> QUOTED TEXT
320.  We nevertheless heard views critical of the proposed Ombudsman. The British and Irish Ombudsman Association in their written evidence told us: "In relation to dealing with complaints about the appointments process, we consider that this would be compatible with and appropriately handled by the Office of the Commissioner for Public Appointments. We understand that Dame Rennie Fritchie, the Commissioner, would have no objection to this" (p 308). And on judicial conduct they said: "we have grave doubts as to whether the limited functions envisaged in the proposal add up to anything that is really an ombudsman role. The proposal says more about what the Ombudsman will not be able to do rather than what he or she will be empowered to do. In para.21 it is proposed that the Ombudsman would 'review the handling of the complaint and may make recommendations to the Lord Chief Justice and Secretary of State'. In para.23 it is proposed that the Ombudsman's report will say whether a complaint about the handling of the process was found to be justified. If the Ombudsman's role is to be confined to examining whether procedures have been properly followed without commenting on the merits of the complaint, it is unlikely that the Ombudsman will be able to satisfy anyone, or add much by way of underpinning confidence in the system as a whole. Given that the lessons of enquiries into judicial (misconduct ought sensibly to feed into the process of making new appointments, there may be a case for embedding the proposed task within the Judicial Appointments Commission, and assigning this as a particular function to one of the Commissioners" (p 329).

321.  The Council on Tribunals also expressed reservations, telling the Committee that "In the Council's view, complaints about appointment procedures and complaints relating to conduct do not sit happily together. The Office of the Commissioner for Public Appointments seems an appropriate body to consider complaints about the judicial appointments process. The very limited remit proposed for the new Ombudsman in matters relating to judicial conduct hardly seems to amount to a true ombudsman role" (p 343).

OPINION OF THE COMMITTEE

322.  A substantial body of opinion on the Committee did not consider that the appointment of a Judicial Appointments and Conduct Ombudsman under Clause 50 was necessary but, in the absence of agreement on the point, we leave this question for the House to determine.

Should the arrangements for defining "merit" be amended? (Clause 51(4))

323.  We received no evidence questioning the merit of the judiciary at the moment. On the contrary, all our witnesses made clear that the calibre of the judiciary is respected the world over. In their written evidence the Law Society stated that "no one disputes the calibre of the judges who are appointed" (p 184). The Government's written evidence stated "There can be no doubt that we are served by judges, tribunal members and magistrates of the very highest calibre, in many ways the envy of the world" (p 17). There was agreement amongst witnesses that merit should continue to be the criterion for the recruitment of judges. This is reflected in the bill (Clause 51(3)).

> DATASET EXTRACT

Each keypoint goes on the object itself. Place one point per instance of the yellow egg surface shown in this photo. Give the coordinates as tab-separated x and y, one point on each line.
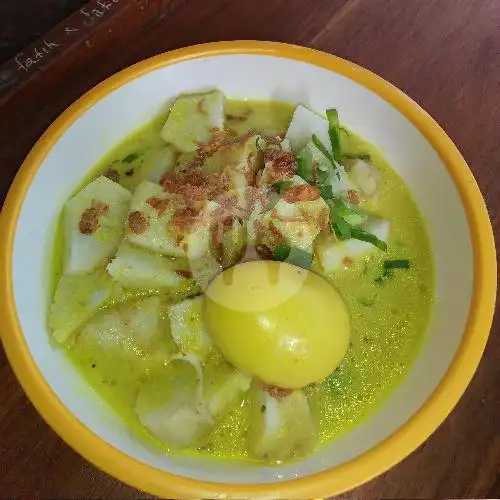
283	324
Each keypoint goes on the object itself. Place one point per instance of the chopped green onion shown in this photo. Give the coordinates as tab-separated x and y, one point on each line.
326	192
334	133
131	157
293	255
362	235
281	252
352	214
304	166
360	156
397	264
322	148
300	258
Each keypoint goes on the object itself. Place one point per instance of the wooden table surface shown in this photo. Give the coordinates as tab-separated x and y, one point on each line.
445	54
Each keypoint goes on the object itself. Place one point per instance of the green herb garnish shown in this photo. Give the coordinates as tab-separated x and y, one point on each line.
322	148
281	252
334	133
131	157
326	192
352	214
397	264
293	255
360	156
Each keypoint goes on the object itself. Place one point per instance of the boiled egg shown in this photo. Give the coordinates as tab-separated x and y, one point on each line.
282	324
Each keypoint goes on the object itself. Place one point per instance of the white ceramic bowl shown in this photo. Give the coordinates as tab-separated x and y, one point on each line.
415	146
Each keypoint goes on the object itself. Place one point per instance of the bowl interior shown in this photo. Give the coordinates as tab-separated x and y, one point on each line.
255	77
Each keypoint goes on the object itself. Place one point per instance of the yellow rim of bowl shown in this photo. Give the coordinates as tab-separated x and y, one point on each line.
330	482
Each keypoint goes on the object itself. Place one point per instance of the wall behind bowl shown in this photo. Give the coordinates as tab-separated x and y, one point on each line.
253	77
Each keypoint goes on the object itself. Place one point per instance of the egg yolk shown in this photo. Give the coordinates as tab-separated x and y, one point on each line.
283	324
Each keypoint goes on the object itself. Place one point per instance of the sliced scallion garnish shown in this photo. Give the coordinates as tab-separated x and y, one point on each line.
304	166
293	255
360	156
334	133
360	234
322	148
397	264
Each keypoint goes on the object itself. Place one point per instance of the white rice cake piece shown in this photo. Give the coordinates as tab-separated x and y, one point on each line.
332	254
158	161
175	413
365	177
93	225
309	215
187	327
138	269
304	124
281	428
223	388
192	119
149	224
78	297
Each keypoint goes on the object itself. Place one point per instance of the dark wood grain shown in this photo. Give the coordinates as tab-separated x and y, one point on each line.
446	55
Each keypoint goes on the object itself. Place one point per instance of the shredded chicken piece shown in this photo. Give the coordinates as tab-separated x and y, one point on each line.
159	204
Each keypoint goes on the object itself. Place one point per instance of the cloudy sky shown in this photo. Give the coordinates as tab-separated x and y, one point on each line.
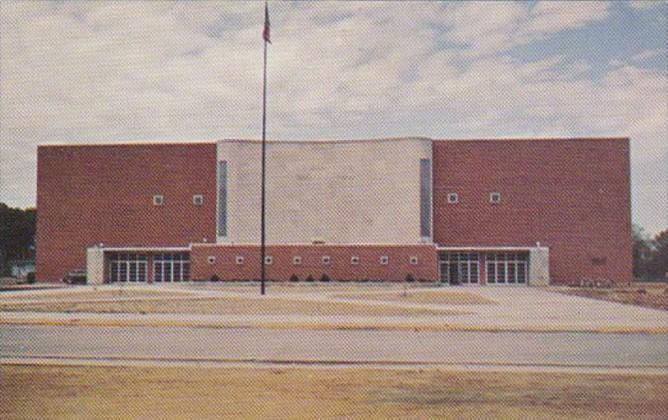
86	72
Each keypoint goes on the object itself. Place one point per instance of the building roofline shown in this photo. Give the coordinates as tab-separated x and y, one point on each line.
622	138
325	141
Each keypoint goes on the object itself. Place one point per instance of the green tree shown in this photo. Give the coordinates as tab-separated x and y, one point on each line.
642	253
17	234
659	260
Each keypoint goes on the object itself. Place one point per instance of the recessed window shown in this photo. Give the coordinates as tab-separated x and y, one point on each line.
158	200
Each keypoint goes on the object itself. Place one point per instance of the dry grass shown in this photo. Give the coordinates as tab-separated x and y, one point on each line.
87	295
422	296
225	306
50	392
649	295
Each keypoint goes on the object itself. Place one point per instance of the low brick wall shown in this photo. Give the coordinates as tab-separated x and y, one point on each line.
208	260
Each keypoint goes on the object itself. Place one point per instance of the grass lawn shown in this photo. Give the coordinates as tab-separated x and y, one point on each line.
225	306
422	296
51	392
649	295
89	294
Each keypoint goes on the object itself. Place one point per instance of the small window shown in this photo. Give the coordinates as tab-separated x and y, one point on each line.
158	200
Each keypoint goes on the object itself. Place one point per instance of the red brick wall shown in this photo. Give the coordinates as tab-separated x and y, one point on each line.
92	194
572	195
339	268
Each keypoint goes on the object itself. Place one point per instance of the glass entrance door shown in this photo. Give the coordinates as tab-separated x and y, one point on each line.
459	267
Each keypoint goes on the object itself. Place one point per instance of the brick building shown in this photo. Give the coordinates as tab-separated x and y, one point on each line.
516	211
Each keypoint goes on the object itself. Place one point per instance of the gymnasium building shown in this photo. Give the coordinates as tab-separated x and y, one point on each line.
484	212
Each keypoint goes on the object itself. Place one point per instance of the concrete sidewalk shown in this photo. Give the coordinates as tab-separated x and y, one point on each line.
515	309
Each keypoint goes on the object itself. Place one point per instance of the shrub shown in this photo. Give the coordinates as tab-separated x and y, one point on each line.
30	278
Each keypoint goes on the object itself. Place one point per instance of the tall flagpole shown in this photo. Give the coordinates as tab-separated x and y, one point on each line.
265	36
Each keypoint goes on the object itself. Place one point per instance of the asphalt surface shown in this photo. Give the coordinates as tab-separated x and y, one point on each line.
337	346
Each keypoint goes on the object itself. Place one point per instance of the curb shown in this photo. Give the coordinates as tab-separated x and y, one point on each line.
324	326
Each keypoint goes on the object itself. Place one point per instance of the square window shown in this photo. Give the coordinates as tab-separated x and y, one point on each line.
158	200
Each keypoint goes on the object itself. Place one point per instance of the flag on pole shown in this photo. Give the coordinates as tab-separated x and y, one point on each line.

> COMPLETE THE FOLLOWING
A – List every page reference that appears in parentheses in the committee report excerpt.
B – Continue the committee report excerpt on the proposed Ombudsman and judicial merit from the point where it stops.

> OUTPUTS IN ORDER
A – p 308, p 329, p 343, p 184, p 17

B –
324.  Selecting on merit can be understood in two ways: selecting "the best candidate"; or setting a very high threshold of competences above which other factors may be taken into account. Sir Colin Campbell's view was that "merit is a threshold" and that when selecting for a post there are often several candidates who each pass this threshold (Q 963). He suggested that at that point it is sometimes appropriate to select between them using other criteria such as the need for diversity (this is discussed further below). He also said (see para.344 below) that finely graded distinctions of merit can be "quite spurious" (Q 963).

325.  Currently the guiding principle underpinning the Lord Chancellor's policies in selecting candidates for judicial appointment is that appointment is strictly on merit. "The Lord Chancellor appoints those who appear to him to be the best qualified regardless of gender, ethnic origin, marital status, sexual orientation, political affiliation, religion or disability. Decisions on merit are based on assessments of candidates against the specific criteria for appointment" (Department for Constitutional Affairs Consultation Paper, Constitutional reform: a new way of appointing judges, CP 10/03, July 2003). The bill does not propose to change this principle and therefore the debate is about who should elaborate on existing criteria.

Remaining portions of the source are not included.